'''

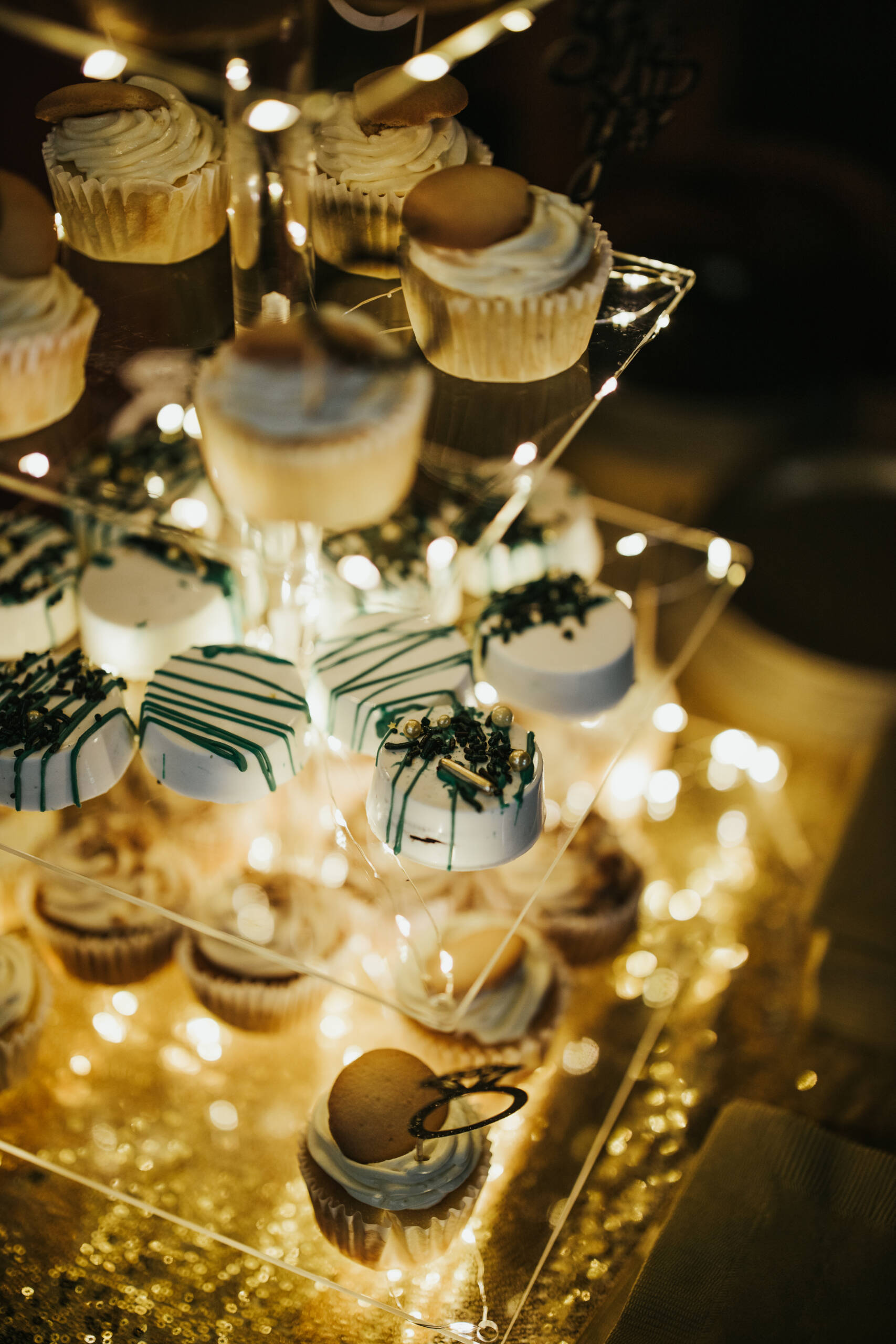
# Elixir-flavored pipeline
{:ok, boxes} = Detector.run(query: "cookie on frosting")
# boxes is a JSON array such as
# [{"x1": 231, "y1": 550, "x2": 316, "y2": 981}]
[
  {"x1": 355, "y1": 66, "x2": 469, "y2": 136},
  {"x1": 34, "y1": 79, "x2": 168, "y2": 127},
  {"x1": 329, "y1": 1049, "x2": 447, "y2": 1164},
  {"x1": 0, "y1": 168, "x2": 59, "y2": 279},
  {"x1": 402, "y1": 164, "x2": 532, "y2": 249}
]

'''

- Job
Please copy out every line of the items again, the detector calls and comments included, and shift each box coordinate in the answer arrays up by 94. Leave the pictures out.

- Worked solution
# Elixir-flavored pipeline
{:ok, boxes} = Detector.run(query: "cookie on frosting")
# boxes is a JSON array such as
# [{"x1": 231, "y1": 550, "x2": 316, "y2": 981}]
[
  {"x1": 449, "y1": 160, "x2": 563, "y2": 230},
  {"x1": 128, "y1": 173, "x2": 262, "y2": 221},
  {"x1": 423, "y1": 1143, "x2": 541, "y2": 1258},
  {"x1": 94, "y1": 262, "x2": 153, "y2": 373},
  {"x1": 496, "y1": 258, "x2": 626, "y2": 343}
]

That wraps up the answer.